### [Instruções]
[A] Com base no texto sobre Toots Thielemans, explique por que motivo ele mudou o seu nome artístico.
[B] Enumere todos os sítios onde, segundo o texto sobre Toots Thielemans, a sua harmónica apareceu.
[C] Modifique a parte do texto sobre Toots Thielemans que abre com as palavras "O músico e compositor" e fecha com "para se exprimir.", trocando "harmónica" por "gaita de beiços".

### [Texto do documento]
O músico Toots Thielemans morreu esta segunda-feira aos 94 anos, noticiaram os jornais belgas. Segundo a sua agente Veerle Van de Poel, citada pelo jornal Libération, Toots Thielemans morreu “durante o sono”, um mês depois de ter sido hospitalizado devido a uma queda.

O músico e compositor belga, considerado “o rei da harmónica do jazz”, tinha posto fim à sua carreira em 2004. Como o crítico de jazz do PÚBLICO, Rodrigo Amado, escreveu a propósito de um dos seus regressos a Portugal, Toots Thielemans foi um verdadeiro pioneiro da utilização deste instrumento no jazz. Foi o seu virtuosismo que o levou a partilhar o palco com gigantes como Charlie Parker ou Oscar Peterson, passando por Bill Evans e Ella Fitzgerald.

“O jazz na Bélgica era ele”, escreve o jornal belga Le Soir, “e a sua harmónica simbolizava essa música”. Segundo uma descrição deste jornal, Toots Thielemans trazia o instrumento sempre consigo, no bolso interior do casaco, junto ao peito, e usava-o, constantemente, para se exprimir.

Nascido em 1922, na Bélgica, como Jean-Baptiste Frédéric Isidor Thielemans, mudou o seu nome artístico para Toots Thielemans porque o de baptismo não tinha swing suficiente, conta o Le Soir. Em 1947, apenas com 25 anos, vai aos Estados Unidos e três anos depois já está a fazer uma tournée com o sexteto do clarinetista norte-americano Benny Goodman, em que toca harmónica e guitarra. Em 1951, emigra para os Estados Unidos e toca com uma série de músicos, destacando os seus obituários as actuações com o saxofonista e compositor Charlie Parker, mas também com o pianista britânico George Shearing, tendo integrado o seu quinteto. É no final de 1962 que compõe a famosa Bluesette, em que mistura os seus outros dois “instrumentos” de eleição, a guitarra e o assobio. Dá-lhe fama internacional e torna-se um standard.

A sua harmónica – “a mais famosa do mundo”, como escreveu a Casa da Música, quando o belga esteve cá em 2008 – apareceu em anúncios de  televisão, no genérico da série Rua Sésamo e em filmes como O Cowboy da Meia-Noite (vencedor de três Óscares).

 

Como contou ao PÚBLICO em 2005, noutra das suas actuações em Portugal, os pais, modestos comerciantes de Bruxelas, não queriam que o filho fosse músico. Toots Thielemans ainda entrou para a universidade para ser professor de matemática, mas a harmónica levou-o a desistir. O primeiro destes instrumentos foi comprado depois de ver um filme em que um homem a toca antes de ser conduzido à cadeira eléctrica. Começou como um passatempo e continuou “a ser um passatempo”, a sua “paixão”. Em vez de estudar, ocupava o tempo a aprender a tocar, com a ajuda dos poucos exemplos que havia altura, nomeadamente Larry Adler, que vinha da clássica.

### [Dados disponíveis]
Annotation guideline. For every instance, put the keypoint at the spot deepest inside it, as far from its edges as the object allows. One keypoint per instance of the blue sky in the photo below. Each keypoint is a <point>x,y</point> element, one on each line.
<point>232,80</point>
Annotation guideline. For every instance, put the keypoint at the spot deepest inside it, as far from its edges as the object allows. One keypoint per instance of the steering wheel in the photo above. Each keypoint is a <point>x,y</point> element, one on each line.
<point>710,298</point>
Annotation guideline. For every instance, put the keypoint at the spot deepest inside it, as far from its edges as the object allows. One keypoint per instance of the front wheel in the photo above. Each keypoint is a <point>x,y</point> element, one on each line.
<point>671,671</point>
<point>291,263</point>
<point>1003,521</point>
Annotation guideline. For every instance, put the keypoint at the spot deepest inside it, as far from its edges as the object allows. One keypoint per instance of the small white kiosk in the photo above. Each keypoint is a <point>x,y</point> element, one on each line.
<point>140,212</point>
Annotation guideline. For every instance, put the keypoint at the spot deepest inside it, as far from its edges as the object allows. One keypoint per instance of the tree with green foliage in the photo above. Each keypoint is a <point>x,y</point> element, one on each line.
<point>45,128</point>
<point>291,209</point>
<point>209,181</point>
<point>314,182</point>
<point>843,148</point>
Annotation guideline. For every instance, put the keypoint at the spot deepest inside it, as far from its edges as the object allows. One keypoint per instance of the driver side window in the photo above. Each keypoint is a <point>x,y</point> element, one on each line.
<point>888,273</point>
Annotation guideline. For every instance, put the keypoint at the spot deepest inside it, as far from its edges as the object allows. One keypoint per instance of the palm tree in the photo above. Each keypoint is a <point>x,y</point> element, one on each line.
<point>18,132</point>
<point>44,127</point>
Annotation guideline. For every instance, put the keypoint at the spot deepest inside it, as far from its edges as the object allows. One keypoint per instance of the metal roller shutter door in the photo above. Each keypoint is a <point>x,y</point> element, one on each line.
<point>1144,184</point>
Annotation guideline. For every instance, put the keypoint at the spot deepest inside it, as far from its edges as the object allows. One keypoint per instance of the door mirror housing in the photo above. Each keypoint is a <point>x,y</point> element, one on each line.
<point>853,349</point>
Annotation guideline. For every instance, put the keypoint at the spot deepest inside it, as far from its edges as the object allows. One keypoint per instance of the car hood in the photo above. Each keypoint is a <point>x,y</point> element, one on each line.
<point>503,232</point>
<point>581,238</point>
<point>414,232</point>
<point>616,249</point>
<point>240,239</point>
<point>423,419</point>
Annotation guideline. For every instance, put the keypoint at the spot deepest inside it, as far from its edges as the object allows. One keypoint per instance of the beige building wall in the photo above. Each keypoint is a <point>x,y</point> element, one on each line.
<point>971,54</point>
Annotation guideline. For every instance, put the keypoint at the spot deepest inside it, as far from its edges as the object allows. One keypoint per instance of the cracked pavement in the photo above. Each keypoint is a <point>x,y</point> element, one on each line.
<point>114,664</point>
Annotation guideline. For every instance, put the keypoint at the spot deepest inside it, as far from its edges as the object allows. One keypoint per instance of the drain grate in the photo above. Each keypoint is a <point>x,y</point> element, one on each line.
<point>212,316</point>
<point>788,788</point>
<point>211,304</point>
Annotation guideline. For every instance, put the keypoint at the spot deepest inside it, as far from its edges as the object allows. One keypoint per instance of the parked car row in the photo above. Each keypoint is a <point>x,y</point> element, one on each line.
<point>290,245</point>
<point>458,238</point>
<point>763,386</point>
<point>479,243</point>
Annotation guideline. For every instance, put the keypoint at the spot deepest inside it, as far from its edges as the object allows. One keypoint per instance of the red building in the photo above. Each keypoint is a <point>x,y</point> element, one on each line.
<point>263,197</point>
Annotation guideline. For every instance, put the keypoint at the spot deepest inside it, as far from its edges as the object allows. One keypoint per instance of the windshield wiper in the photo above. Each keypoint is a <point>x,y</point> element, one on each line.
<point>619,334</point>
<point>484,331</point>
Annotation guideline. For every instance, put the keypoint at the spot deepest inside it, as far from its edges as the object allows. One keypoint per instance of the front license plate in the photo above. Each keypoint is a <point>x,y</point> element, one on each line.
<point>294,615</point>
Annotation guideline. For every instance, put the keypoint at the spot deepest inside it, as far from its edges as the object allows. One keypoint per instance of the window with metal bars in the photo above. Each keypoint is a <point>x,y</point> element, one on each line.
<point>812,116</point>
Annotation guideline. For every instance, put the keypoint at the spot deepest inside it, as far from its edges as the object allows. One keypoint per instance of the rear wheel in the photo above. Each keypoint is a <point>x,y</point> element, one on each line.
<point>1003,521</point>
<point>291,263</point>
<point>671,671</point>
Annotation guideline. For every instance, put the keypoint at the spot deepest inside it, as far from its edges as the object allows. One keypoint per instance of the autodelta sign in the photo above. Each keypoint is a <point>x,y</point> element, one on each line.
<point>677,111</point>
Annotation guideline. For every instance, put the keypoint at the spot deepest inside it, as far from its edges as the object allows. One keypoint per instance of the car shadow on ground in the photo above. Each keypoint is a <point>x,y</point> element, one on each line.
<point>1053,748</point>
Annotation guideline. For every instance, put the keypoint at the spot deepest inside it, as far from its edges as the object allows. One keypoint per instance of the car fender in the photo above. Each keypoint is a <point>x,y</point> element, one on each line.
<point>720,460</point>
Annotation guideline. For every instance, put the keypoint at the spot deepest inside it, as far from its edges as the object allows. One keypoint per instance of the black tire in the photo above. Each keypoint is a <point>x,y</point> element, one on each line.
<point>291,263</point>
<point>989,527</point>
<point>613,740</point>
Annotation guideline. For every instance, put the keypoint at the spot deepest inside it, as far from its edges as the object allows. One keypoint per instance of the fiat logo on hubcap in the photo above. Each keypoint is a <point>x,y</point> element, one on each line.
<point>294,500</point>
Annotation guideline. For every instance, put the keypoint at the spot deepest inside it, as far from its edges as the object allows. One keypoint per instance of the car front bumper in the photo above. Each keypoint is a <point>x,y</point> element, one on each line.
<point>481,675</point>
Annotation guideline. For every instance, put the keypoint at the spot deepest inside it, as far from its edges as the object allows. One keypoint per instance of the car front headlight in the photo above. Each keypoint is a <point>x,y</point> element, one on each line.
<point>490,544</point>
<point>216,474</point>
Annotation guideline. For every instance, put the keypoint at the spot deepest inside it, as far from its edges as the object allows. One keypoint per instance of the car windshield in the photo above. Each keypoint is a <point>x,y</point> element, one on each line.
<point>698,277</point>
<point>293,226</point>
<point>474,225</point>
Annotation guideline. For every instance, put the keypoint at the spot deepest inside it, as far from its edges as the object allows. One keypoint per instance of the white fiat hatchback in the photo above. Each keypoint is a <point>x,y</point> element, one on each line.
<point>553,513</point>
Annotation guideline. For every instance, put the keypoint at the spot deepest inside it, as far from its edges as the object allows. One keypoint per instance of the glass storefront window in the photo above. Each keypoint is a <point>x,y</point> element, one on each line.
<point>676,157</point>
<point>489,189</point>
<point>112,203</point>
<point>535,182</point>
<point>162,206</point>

### [Respostas]
[A] Segundo o Le Soir, o nome de baptismo, Jean-Baptiste Frédéric Isidor Thielemans, não tinha swing suficiente. Por isso passou a chamar-se Toots Thielemans.

[B]
- Anúncios de televisão
- O genérico da série Rua Sésamo
- Filmes, como O Cowboy da Meia-Noite

[C]
O músico e compositor belga, considerado “o rei da gaita de beiços do jazz”, tinha posto fim à sua carreira em 2004. Como o crítico de jazz do PÚBLICO, Rodrigo Amado, escreveu a propósito de um dos seus regressos a Portugal, Toots Thielemans foi um verdadeiro pioneiro da utilização deste instrumento no jazz. Foi o seu virtuosismo que o levou a partilhar o palco com gigantes como Charlie Parker ou Oscar Peterson, passando por Bill Evans e Ella Fitzgerald.

“O jazz na Bélgica era ele”, escreve o jornal belga Le Soir, “e a sua gaita de beiços simbolizava essa música”. Segundo uma descrição deste jornal, Toots Thielemans trazia o instrumento sempre consigo, no bolso interior do casaco, junto ao peito, e usava-o, constantemente, para se exprimir.